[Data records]
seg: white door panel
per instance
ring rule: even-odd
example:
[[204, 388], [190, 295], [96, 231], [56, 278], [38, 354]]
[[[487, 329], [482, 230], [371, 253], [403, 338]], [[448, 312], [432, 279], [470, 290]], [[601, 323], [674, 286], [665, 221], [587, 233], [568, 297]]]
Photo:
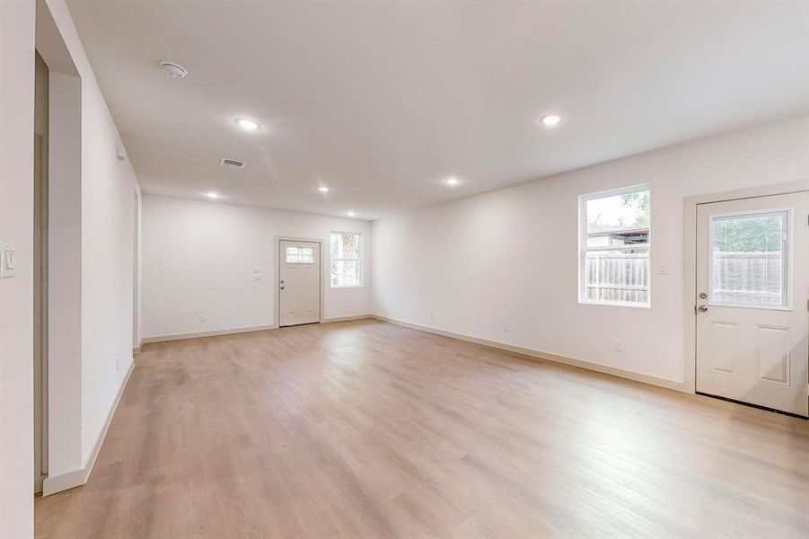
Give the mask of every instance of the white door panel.
[[279, 256], [278, 325], [321, 320], [321, 244], [282, 240]]
[[697, 391], [809, 415], [809, 192], [697, 209]]

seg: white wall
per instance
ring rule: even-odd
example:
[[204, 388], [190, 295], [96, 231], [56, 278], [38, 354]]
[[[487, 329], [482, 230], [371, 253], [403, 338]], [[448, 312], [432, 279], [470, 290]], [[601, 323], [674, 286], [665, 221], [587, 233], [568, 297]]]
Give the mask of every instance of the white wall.
[[[139, 187], [129, 162], [116, 156], [120, 136], [66, 4], [64, 0], [48, 0], [47, 4], [81, 77], [82, 107], [81, 360], [61, 366], [71, 376], [80, 376], [81, 401], [76, 409], [75, 392], [62, 395], [70, 402], [58, 425], [58, 429], [71, 434], [70, 443], [77, 440], [81, 448], [76, 461], [72, 456], [76, 455], [75, 444], [50, 446], [49, 481], [87, 465], [132, 362], [133, 196]], [[57, 248], [53, 242], [50, 246]], [[48, 358], [49, 367], [52, 359], [56, 358]], [[59, 393], [54, 388], [64, 379], [54, 379], [51, 374], [48, 404], [54, 410], [60, 406]], [[70, 458], [59, 451], [69, 451]]]
[[[683, 199], [807, 179], [801, 116], [375, 221], [375, 314], [682, 382]], [[577, 196], [646, 182], [651, 308], [578, 304]]]
[[33, 536], [34, 4], [0, 2], [0, 536]]
[[[323, 314], [371, 312], [367, 221], [146, 194], [142, 227], [145, 338], [276, 325], [274, 253], [281, 235], [320, 238], [328, 259], [332, 231], [361, 233], [365, 286], [330, 288], [325, 281]], [[252, 278], [256, 268], [260, 281]]]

◆ WHAT TO PRODUCE ◆
Rewrite the records from the line that contains "seg: white wall" through the end of the records, substituting "beige wall" for "white wall" and keeping everything else the same.

◆ RESULT FOR THIS TASK ◆
seg: beige wall
per instance
ring rule: even-odd
example:
[[204, 388], [190, 295], [96, 231], [56, 278], [38, 354]]
[[[487, 329], [482, 230], [371, 253], [403, 338]], [[448, 312], [432, 279], [470, 290]], [[601, 323], [674, 286], [665, 221], [587, 233], [568, 297]]]
Give the mask of every instance of the beige wall.
[[[139, 187], [129, 162], [116, 156], [120, 136], [66, 4], [64, 0], [48, 0], [47, 4], [81, 77], [82, 107], [81, 360], [61, 366], [71, 376], [80, 376], [81, 401], [76, 409], [75, 392], [62, 395], [70, 402], [58, 425], [58, 429], [71, 434], [70, 443], [77, 440], [81, 448], [76, 461], [72, 456], [76, 455], [75, 444], [50, 446], [49, 481], [87, 465], [132, 362], [133, 196]], [[57, 248], [53, 242], [50, 246]], [[48, 358], [49, 367], [52, 359], [56, 358]], [[59, 393], [54, 388], [64, 379], [54, 379], [51, 374], [48, 404], [54, 410], [60, 406]], [[70, 458], [59, 451], [69, 451]]]
[[[683, 199], [807, 179], [801, 116], [375, 221], [375, 314], [682, 382]], [[577, 196], [646, 182], [651, 308], [578, 304]]]
[[33, 536], [34, 4], [0, 2], [0, 536]]
[[[323, 314], [371, 312], [367, 221], [146, 194], [142, 227], [145, 338], [276, 325], [274, 253], [281, 235], [320, 238], [328, 259], [332, 231], [361, 233], [365, 286], [330, 288], [325, 281]], [[252, 278], [256, 268], [260, 281]]]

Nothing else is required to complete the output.